DIRECTION 1 →
Rewrite the records from their first line through the line containing "91L56 91L56 90L53", both included, with "bare legs" changed to "uncovered legs" and nothing else altered. Give only those lines, and leave the pictures out.

PASSAGE PROVIDED →
This is a fundamental issue that in absence of a memory reclamation mechanism, it is hard to fuse both fast traversal and safe erasure properties in one concurrent data structure at the same time, you have to choose here: safety/consistency or speed.

With certain limitations and caution, you can do both traversing and deletion at the same time as described in this blog. Basically, it says that as long as you can interleave (mutually exclude) traversal and erasure, tbb::concurrent_hash_map can be used for concurrent traversal along with find&insert. The blog suggests additional optimization with double-check pattern. But it can be simplified to the following:

for(iterator = table.begin(); iterator != table.end(); iterator++ ) {
    accessor acc;
    // a key cannot be changed thus it is safe to read it without lock
    table.find( acc, iterator->first );   // now get the get the lock
    if( acc->second.market_for_deletion )
        table.erase( acc );               // erase only by accessor
}

It is essentially similar to your note 2 applied to concurrent_hash_map case since the most overhead goes not from the lookup (for neighbor elements a cache miss is less likely) but from synchronization with two locks (internal bucket's lock and element's accessor).

DATA IN THIS EXERCISE →
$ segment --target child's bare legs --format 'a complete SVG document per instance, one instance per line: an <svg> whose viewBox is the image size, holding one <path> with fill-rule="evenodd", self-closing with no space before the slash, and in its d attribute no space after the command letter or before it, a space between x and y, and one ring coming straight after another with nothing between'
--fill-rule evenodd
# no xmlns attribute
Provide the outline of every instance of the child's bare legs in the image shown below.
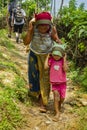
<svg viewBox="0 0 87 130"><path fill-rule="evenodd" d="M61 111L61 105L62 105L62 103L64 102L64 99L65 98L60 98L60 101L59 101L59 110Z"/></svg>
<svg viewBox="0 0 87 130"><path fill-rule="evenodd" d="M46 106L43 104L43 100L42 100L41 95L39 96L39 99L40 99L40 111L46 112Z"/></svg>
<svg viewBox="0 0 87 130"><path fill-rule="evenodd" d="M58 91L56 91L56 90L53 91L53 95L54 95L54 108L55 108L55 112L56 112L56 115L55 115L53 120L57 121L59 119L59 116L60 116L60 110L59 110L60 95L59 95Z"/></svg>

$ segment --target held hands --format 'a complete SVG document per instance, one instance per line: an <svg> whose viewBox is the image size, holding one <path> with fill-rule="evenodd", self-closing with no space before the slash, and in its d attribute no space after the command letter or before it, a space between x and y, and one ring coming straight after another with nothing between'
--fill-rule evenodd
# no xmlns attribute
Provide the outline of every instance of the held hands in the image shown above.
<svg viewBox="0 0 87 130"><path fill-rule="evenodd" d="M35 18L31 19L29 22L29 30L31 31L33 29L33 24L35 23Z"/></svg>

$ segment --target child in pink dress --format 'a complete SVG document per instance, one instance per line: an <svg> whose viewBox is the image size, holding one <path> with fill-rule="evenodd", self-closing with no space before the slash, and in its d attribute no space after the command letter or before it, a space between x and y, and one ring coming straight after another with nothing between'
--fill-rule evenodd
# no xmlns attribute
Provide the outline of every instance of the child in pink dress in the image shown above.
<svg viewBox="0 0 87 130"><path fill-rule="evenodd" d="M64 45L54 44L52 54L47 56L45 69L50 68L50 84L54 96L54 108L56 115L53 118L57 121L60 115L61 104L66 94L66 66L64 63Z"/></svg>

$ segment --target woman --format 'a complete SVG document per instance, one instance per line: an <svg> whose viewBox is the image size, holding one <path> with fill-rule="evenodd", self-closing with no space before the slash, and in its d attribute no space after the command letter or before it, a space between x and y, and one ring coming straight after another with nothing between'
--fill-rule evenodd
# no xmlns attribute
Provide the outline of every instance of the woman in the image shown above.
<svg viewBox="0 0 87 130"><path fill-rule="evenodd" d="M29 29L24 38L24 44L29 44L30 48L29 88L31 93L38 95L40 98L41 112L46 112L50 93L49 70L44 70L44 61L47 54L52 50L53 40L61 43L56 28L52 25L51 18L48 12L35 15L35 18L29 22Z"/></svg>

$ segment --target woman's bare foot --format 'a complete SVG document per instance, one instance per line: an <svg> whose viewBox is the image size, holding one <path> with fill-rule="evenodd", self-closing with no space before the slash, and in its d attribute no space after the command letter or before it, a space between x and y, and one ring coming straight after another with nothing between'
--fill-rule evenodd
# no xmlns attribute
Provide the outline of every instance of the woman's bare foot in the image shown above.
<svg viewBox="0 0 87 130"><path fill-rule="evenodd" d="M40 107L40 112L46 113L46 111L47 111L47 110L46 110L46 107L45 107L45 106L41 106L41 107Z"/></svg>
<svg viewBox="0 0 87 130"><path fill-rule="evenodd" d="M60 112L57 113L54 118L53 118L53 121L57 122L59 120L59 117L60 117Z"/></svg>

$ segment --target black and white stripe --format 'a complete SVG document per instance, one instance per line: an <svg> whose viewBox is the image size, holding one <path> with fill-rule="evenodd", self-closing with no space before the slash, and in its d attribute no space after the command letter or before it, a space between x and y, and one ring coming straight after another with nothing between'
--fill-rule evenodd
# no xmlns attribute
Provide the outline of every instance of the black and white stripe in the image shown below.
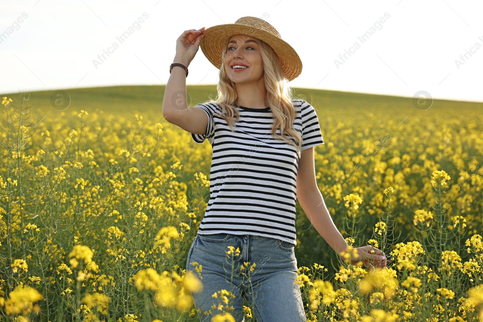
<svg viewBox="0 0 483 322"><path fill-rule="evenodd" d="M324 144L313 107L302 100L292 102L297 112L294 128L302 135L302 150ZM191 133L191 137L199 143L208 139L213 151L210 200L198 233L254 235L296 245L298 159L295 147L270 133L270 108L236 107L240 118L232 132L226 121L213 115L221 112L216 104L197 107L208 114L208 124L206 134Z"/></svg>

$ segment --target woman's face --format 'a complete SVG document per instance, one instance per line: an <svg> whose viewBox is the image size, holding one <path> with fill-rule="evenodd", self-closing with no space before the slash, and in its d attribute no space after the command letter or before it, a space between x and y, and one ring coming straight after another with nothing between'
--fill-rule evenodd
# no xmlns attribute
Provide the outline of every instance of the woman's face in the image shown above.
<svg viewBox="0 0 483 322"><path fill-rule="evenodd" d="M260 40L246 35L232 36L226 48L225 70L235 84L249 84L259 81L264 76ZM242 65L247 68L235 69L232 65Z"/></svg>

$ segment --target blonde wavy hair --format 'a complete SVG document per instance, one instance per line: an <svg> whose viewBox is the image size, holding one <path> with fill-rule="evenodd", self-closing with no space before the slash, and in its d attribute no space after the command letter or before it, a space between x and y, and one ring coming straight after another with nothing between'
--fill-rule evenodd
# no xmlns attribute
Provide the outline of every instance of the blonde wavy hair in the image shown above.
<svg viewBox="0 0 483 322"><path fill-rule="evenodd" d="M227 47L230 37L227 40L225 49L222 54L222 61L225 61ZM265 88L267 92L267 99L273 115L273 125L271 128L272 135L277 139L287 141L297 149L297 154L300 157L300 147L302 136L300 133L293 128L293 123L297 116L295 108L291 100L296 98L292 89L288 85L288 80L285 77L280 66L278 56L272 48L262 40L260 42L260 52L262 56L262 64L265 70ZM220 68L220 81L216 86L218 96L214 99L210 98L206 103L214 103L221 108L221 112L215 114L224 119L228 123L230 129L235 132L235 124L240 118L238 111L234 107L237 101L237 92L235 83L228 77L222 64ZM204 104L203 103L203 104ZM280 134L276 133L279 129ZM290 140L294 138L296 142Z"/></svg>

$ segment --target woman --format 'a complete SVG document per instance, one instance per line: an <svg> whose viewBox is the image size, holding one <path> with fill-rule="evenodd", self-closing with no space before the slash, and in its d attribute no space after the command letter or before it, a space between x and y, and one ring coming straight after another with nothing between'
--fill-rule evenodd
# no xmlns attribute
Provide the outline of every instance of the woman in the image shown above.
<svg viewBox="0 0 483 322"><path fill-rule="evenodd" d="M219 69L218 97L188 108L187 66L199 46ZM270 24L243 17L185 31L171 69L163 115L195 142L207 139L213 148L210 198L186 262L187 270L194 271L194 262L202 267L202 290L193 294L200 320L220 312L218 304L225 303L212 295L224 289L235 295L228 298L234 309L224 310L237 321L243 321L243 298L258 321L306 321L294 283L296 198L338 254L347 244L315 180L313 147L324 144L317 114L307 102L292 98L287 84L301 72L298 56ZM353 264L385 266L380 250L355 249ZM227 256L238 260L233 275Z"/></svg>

DIRECTION 2 →
Continue the passage on concurrent traversal and erasure in tbb::concurrent_hash_map from its final sentence.

OUTPUT 1 →
$ segment --target child's uncovered legs --format 'a complete SVG document per instance, one instance per line: an <svg> whose viewBox is the image size, holding one <path> with fill-rule="evenodd", self-closing with no space before the slash, and in its d attribute no space after the command letter or before it, a space between x and y, and one ring coming straight after another with nothing between'
--fill-rule evenodd
# no xmlns attribute
Provide the outline of every instance of the child's uncovered legs in the image shown below.
<svg viewBox="0 0 87 130"><path fill-rule="evenodd" d="M61 111L61 105L62 105L62 103L64 102L64 99L65 98L60 98L60 101L59 101L59 110Z"/></svg>
<svg viewBox="0 0 87 130"><path fill-rule="evenodd" d="M46 106L43 104L43 100L42 100L41 95L39 96L39 99L40 99L40 111L46 112Z"/></svg>
<svg viewBox="0 0 87 130"><path fill-rule="evenodd" d="M58 91L56 91L56 90L53 91L53 95L54 95L54 108L55 108L55 112L56 112L56 115L55 115L53 120L57 121L59 119L59 116L60 116L60 110L59 110L60 95L59 95Z"/></svg>

OUTPUT 2 →
But if the speed of such a traversal approach is too slow or it is too hacky (relying on implementation details) for you, but you still desperately need to be able to delete elements of the concurrent hash table, consider using a RW-lock like tbb::spin_rw_mutex along with tbb::concurrent_unordered_map. You need to find an optimal place where the read locks can be acquired not too frequently to enable iteration, lookup & insertion without too much overhead and do the erase under the write lock not too often as well. Probably it requires additional scheme to mark and collect enough elements before they will really be deleted. E.g. here is a pseudo-code for such a hash table class:

class concurrent_hash_table_with_erase_and_traverse {
    tbb::concurrent_unordered_map my_map;
    tbb::spin_rw_mutex            my_lock; // acquired as writer for cleanup only
    tbb::atomic<size_t>           my_trash_count; // indicates # of items for erase

public:
    void init_thread_for_concurrent_ops() { my_lock.lock_read(); }
    void release_thread()                 { my_lock.unlock(); } // assuming reader lock
    mapped_type read(key_type k) {
        // assert: under read lock (thread is initialized)
        if(my_trash_count > threshold) {  // time to remove items
            my_lock.unlock(); // release reader
            // waiting all the threads to enter this container
            // TODO: re-implement with try_lock and checking the condition 
            my_lock.lock();   // acquire writer

            if(my_trash_count > threshold) { // double-check
                my_trash_count = 0;
                for( auto it = my_map.begin(); it != my_map.end(); ) {
                    auto _it = it++;
                    if( _it->is_marked_for_erase )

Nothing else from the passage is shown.